What to produce>
Report every line of the data below that contains the string "piece", matching case exactly.

Recorded information>

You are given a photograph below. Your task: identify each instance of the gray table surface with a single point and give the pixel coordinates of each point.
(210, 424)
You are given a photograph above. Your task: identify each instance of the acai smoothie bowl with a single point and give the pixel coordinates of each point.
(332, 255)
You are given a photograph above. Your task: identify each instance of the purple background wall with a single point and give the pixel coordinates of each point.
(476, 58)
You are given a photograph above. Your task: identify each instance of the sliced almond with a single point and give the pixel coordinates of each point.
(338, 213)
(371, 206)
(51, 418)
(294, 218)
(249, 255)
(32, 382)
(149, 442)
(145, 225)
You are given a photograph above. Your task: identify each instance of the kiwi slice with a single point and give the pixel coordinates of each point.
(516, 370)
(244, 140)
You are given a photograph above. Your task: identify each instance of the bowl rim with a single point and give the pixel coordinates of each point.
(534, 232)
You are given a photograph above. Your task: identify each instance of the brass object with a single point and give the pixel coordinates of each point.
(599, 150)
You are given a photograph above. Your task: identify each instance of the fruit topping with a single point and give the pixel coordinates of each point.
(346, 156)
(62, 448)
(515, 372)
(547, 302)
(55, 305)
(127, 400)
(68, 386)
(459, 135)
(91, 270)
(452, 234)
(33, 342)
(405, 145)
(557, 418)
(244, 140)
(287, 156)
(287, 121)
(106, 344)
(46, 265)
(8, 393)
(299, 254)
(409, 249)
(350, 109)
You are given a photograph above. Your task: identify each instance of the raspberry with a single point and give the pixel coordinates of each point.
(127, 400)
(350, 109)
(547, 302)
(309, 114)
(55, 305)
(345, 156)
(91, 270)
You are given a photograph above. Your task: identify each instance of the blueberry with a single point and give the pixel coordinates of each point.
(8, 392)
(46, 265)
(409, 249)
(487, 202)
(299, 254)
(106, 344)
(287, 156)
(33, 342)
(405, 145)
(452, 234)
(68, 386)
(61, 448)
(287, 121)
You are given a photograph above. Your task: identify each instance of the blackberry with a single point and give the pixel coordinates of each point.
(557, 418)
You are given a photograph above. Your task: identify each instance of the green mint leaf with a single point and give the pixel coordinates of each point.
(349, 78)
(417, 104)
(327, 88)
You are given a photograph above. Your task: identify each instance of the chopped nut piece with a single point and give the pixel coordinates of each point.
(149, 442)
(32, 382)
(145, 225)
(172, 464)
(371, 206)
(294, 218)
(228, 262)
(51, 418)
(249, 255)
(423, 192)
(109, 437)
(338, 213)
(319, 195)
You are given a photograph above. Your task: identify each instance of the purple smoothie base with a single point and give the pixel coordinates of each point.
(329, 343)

---

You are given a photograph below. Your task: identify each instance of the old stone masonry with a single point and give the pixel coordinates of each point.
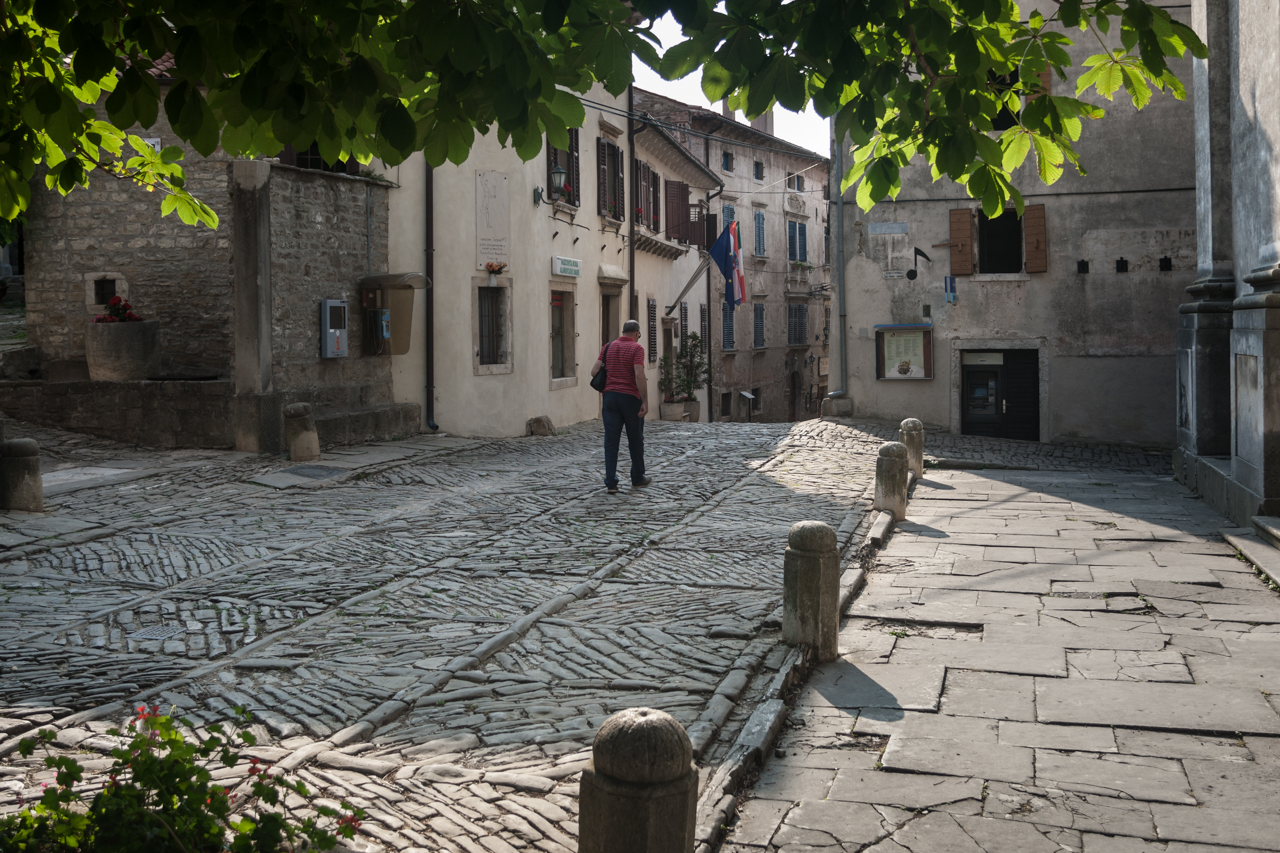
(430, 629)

* * *

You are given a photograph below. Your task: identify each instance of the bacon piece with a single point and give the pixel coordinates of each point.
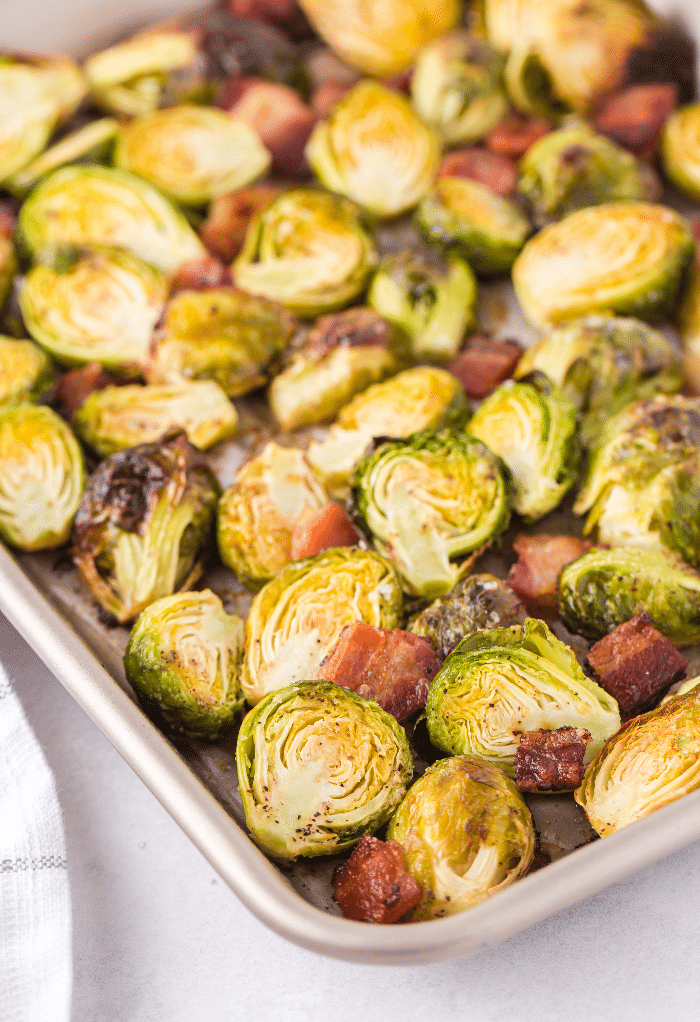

Response to the task>
You are given a photograph above. Your task: identify each instance of the chopped nut piece with a single point and give the pixel coordinates of each point.
You are given a photograph below. Your task: identify each instance of the bacon piece with a single point and give the pixel coordinates of each point.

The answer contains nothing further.